> **SET TASK**: Reproduce only the lines from the line containing "Audit check: the car" up to and including the line containing "[0,63,500,112]", substituting "bounding box" for "region coordinates" and leaving all else unchanged.
--- DATA SHOWN ---
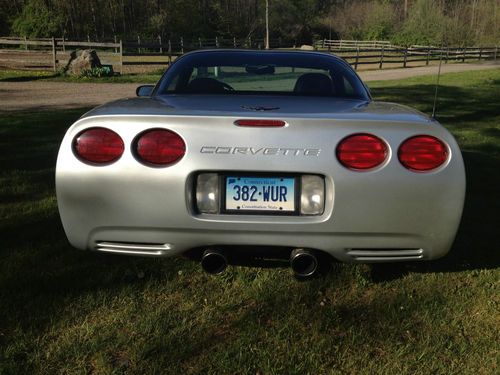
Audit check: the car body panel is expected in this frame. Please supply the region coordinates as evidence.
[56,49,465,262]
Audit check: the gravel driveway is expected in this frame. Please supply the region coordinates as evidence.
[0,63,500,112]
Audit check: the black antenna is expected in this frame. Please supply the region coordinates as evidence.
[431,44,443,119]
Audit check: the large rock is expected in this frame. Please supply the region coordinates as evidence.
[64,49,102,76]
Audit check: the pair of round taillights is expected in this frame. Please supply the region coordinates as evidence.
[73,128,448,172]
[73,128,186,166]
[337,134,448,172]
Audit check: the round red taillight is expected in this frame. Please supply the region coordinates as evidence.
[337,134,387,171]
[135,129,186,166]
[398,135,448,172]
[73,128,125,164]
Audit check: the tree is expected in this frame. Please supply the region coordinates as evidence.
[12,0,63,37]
---
--- DATA SHOWN ---
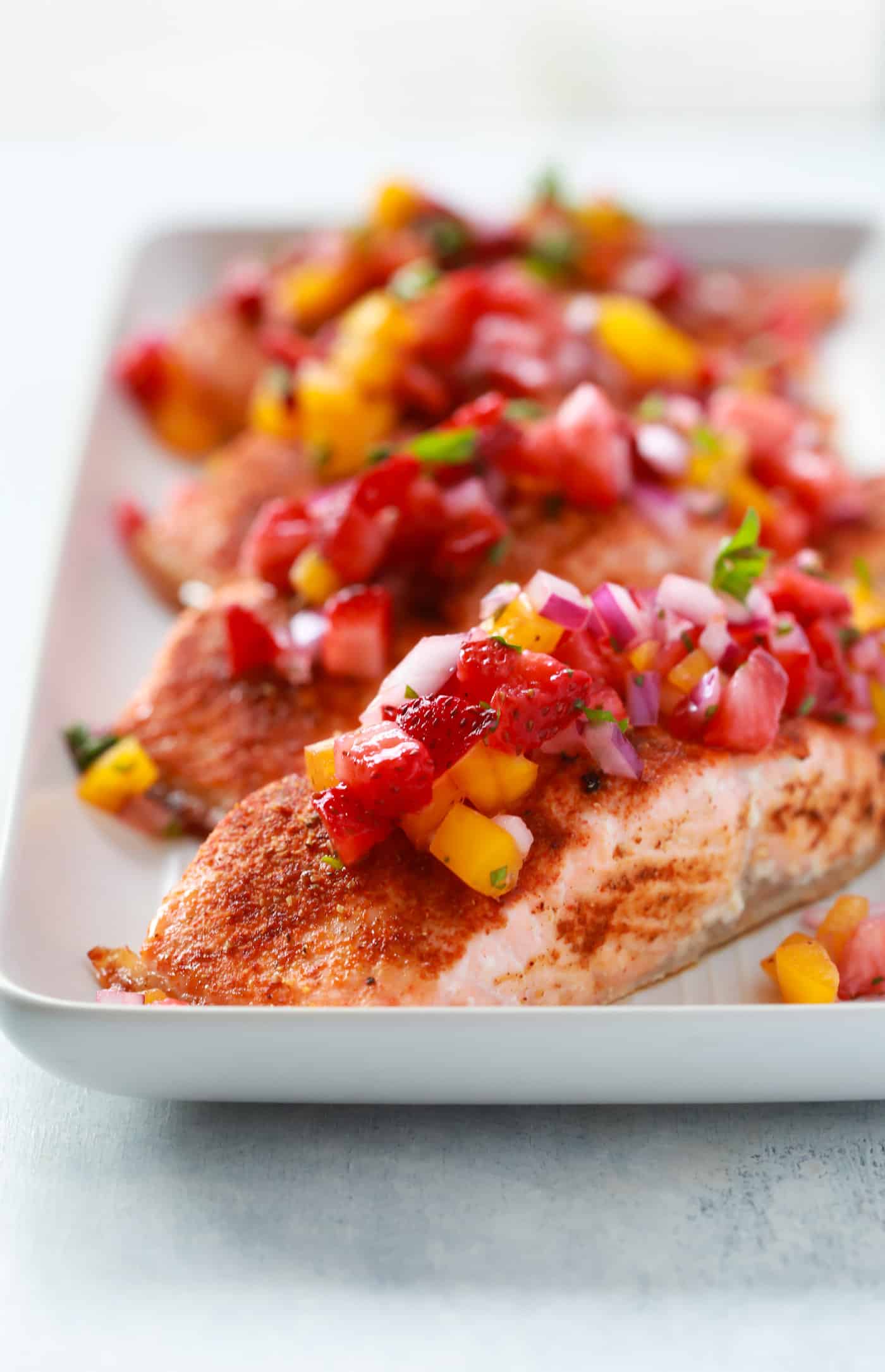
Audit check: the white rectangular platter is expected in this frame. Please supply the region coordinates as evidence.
---
--- DATA SHOWN ---
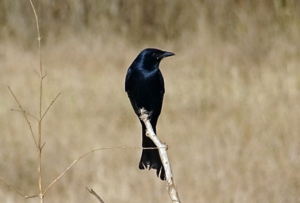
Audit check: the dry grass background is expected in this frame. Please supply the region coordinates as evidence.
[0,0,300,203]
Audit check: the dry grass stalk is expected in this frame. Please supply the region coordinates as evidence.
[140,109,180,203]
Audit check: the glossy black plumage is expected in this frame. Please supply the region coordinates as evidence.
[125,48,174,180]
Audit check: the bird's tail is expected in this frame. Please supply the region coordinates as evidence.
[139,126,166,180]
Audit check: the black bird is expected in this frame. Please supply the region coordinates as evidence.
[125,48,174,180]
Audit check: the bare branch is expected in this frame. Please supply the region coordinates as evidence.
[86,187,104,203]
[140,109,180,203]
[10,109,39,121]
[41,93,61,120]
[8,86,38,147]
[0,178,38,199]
---
> **EXERCISE RESULT**:
Audit check: the car body panel is expected in this frame. Please supply the bounding box as evidence.
[56,49,465,262]
Audit check: the gravel driveway is expected in this frame. Please supply the bounding box as evidence.
[0,63,500,112]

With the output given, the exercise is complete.